(WRITTEN REQUEST): Using the good standing requirements, list each subject area in which elementary, early childhood, and elementary-exceptional needs candidates must keep a GPA of at least 2.0.

(SUPPLIED PASSAGE):
** Start **

Academic Good Standing requires a 2.5 cumulative GPA, and the following:

  1. Students must attain no lower than a grade of C in each required professional education course. If a grade below C has been earned in a required professional education course, that course must be retaken. If the course is part of a cluster or block, the course must be retaken before proceeding to the next cluster or block. If it is a "floating" professional education course, it must be retaken before student teaching.
  2. To student teach, students must attain a cumulative GPA of 2.5 in all required professional education courses and meet other student teaching requirements as specified by the program.
  3. Candidates for the elementary, early childhood, and elementary-exceptional needs students must maintain a minimum GPA of 2.0 in subject matter courses within each of the following areas: mathematics, science, social studies, language arts, and fine arts.
  4. Elementary students must attain a 2.5 GPA in the area of concentration.
  5. Secondary and K-12 majors must maintain a minimum GPA of 2.5 in each content field. The only exception are mathematics majors who must maintain a minimum 2.0 GPA.
  6. To monitor student achievement and pinpoint areas of professional weakness, a system of “alerts” will be used. The purpose of the alerts is to identify students who, for nonacademic or dispositional reasons, may not be successful in teaching. When a student acquires an alert, the associate dean for teacher education will determine whether a professional standards committee composed of faculty should review the student’s case to recommend appropriate action. In most cases, some corrective action will be recommended, although such a review can result in termination of the student from the program. The intent of this system is to add an important source of professional judgment to the teacher education process. All decisions related to disciplinary action can be appealed by the student to the School of Education’s Grievance Hearing Committee.

Students are expected to demonstrate the knowledge, skills, and dispositions expected of beginning teachers. These expectations are set forth by the Interstate New Teacher Assessment and Support Consortium (INTASC) and have been adopted by the Indiana Professional Standards Board.

** End **

(SUPPLIED INFORMATION):
** Start **

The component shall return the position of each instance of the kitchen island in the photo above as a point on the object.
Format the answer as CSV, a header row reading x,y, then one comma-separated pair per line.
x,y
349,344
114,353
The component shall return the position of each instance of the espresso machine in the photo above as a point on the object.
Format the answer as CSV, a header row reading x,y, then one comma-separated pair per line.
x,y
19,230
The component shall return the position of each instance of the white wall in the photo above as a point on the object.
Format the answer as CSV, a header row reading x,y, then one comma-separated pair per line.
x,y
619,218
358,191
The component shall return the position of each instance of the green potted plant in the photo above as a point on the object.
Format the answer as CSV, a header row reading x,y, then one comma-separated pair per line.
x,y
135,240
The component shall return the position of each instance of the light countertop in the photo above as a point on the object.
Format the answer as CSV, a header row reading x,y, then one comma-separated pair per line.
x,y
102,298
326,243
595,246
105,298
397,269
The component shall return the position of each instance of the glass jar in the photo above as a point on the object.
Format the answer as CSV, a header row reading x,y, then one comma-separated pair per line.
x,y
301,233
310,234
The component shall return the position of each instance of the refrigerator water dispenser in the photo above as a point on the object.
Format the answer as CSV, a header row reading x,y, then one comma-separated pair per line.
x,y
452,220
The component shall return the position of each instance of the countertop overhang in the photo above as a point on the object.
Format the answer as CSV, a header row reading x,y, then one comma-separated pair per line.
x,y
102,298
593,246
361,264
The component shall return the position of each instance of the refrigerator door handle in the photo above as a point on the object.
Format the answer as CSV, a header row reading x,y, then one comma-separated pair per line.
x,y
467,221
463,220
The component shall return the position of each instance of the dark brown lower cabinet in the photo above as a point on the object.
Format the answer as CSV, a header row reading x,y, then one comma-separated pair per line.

** End **

(EXERCISE SOLUTION): Mathematics, science, social studies, language arts, and fine arts.